• **TEXTE DU DOCUMENT**
• • • • • • •
Pourquoi les Syriens arrivent en Europe

Ce que nous appelons chez nous «la crise des réfugiés» n’est rien par rapport à ce que le peuple syrien doit endurer depuis 2011. La Syrie est devenue un pays martyr.

Vivre en Syrie est devenu extrêmement dangereux. Les chiffres le prouvent. Foto: Voice of America - Scott Bobb reports from Aleppo / Wikimedia Commons / PD

(KL) – «C’est la chancelière Angela Merkel qui a invité les Syriens à venir en Europe», peut-on entendre un peu partout en Europe. «Ils viennent pour profiter de nos systèmes sociaux», disent les xénophobes. «Il s’agit d’une invasion islamique», craignent d’autres. Tout cela est faux. Un rapport de la «Commission d’enquête indépendante sur la Syrie» du Haut-Commissaire aux Droits de l’Homme des Nations Unis détaille les chiffres d’une catastrophe humaine, politique et économique.

Tout avait commencé en 2011, lorsque 15 jeunes avaient écrit un graffiti sur un mur de la ville de Deraa au sud du pays : «Le peuple veut la chute du régime». Suite à l’arrestation de ces jeunes, des émeutes avaient été brutalement supprimées par les forces d’ordre d’Assad et ce fut le début d’une guerre civile qui allait s’avérer meurtrière pour la Syrie.

Le rapport du «Syrian Center for Policy Research» traduit les horreurs de cette guerre civile qui s’est transformée en guerre de substitution pour les grandes puissances et le «Daesh», en chiffres. Quand on regarde ces chiffres, on comprend pourquoi les Syriens fuient leur pays et ces chiffres devraient clouer le bec à ceux qui tiennent de grands discours au bistrot du coin en se lamentant sur ces réfugiés qui viennent profiter de notre générosité.
• • • • • • •
• **Éléments d'identification de lieux**
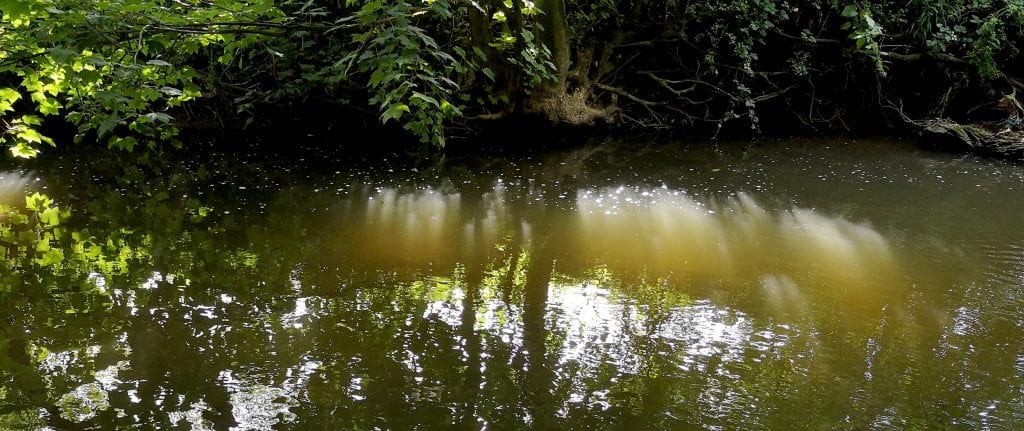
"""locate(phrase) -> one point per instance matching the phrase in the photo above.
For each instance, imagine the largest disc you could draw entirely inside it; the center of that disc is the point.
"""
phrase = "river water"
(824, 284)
• • • • • • •
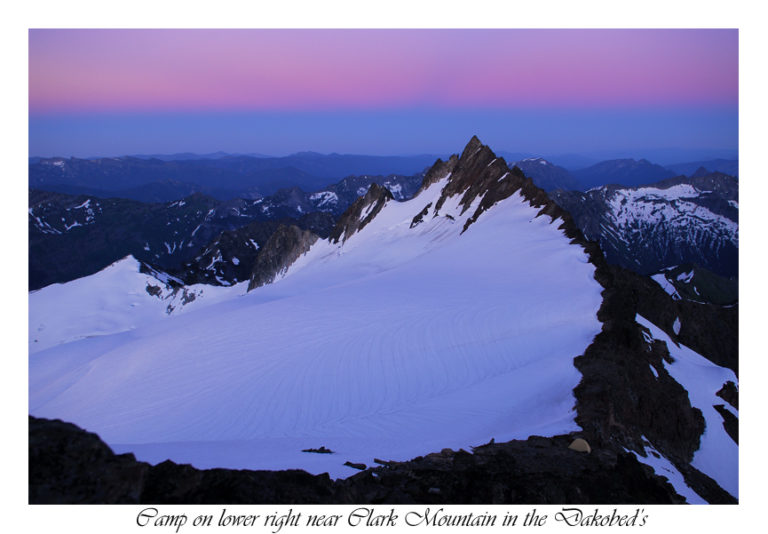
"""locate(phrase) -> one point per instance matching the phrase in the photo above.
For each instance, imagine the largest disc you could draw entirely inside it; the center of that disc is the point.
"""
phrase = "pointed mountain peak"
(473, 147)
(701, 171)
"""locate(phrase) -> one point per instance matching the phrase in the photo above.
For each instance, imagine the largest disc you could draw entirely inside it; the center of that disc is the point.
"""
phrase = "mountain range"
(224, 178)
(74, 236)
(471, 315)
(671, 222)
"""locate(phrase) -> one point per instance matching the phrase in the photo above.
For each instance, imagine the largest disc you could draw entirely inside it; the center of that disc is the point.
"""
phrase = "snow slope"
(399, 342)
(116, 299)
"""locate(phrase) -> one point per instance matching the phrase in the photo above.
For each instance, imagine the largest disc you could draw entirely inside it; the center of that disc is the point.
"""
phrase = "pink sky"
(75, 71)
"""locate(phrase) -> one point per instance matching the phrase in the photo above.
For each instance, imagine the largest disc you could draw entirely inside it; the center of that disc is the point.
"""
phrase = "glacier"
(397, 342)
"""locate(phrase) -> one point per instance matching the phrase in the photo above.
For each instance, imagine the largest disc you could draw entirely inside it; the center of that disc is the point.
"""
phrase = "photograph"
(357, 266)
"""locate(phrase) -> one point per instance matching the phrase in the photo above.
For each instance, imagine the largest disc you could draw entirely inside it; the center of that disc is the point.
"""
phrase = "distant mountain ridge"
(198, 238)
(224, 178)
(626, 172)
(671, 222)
• • • • • • •
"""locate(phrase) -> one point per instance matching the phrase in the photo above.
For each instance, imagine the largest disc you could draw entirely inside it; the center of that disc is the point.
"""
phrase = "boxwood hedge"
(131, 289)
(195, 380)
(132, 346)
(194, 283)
• • • • • • •
• **CONSIGNE ÉCRITE A**
Reformulez plus brièvement le paragraphe de l'article sur les réfugiés syriens qui commence par «Tout avait commencé en 2011», en conservant ses faits principaux.
• **CONSIGNE ÉCRITE B**
Mettez à jour l'article sur les réfugiés syriens en reprenant le passage qui commence à «Pourquoi les Syriens arrivent» et se termine à «un pays martyr.», avec «pays meurtri» à la place de «pays martyr».
• **CONSIGNE ÉCRITE C**
Prolongez l'article sur les réfugiés syriens à partir de sa dernière phrase.

• **RÉPONSE ATTENDUE A**
En 2011, à Deraa, dans le sud de la Syrie, 15 jeunes écrivent sur un mur «Le peuple veut la chute du régime». Après leur arrestation, les forces d'ordre d'Assad répriment brutalement les émeutes, ce qui déclenche une guerre civile meurtrière pour le pays.

• **RÉPONSE ATTENDUE B**
Pourquoi les Syriens arrivent en Europe

Ce que nous appelons chez nous «la crise des réfugiés» n’est rien par rapport à ce que le peuple syrien doit endurer depuis 2011. La Syrie est devenue un pays meurtri.

• **RÉPONSE ATTENDUE C**
55,4. L’espérance de vie moyenne en années d’un citoyen syrien. En 2011, cette espérance de vie en Syrie était de 70,5 ans. Pour vivre plus longtemps, les Syriens n’ont d’autre possibilité que de quitter leurs villes et villages et de tenter de survivre ailleurs.

10. Le pourcentage des citoyens syriens tués ou blessés dans le cadre de cette guerre civile depuis 2011. Ce pourcentage indique clairement qu’il n’y a plus une seule famille en Syrie qui n’auraient pas été directement touchée par cette guerre.

11.000.000. La moitié des 22 millions de Syriens est en fuite actuellement, 5 millions ont réussi à quitter le pays, principalement vers la Turquie et le Liban, mais aussi vers l’Europe. 6 millions de personnes se trouvent déplacées à l’intérieur du pays et il s’agit souvent de ceux qui n’ont pas les moyens de tenter une fuite vers l’étranger. Comparé à la France, c’est comme si 16 millions de français avaient dû quitter le pays, tandis que 16 millions de français devaient errer à l’intérieur de la France.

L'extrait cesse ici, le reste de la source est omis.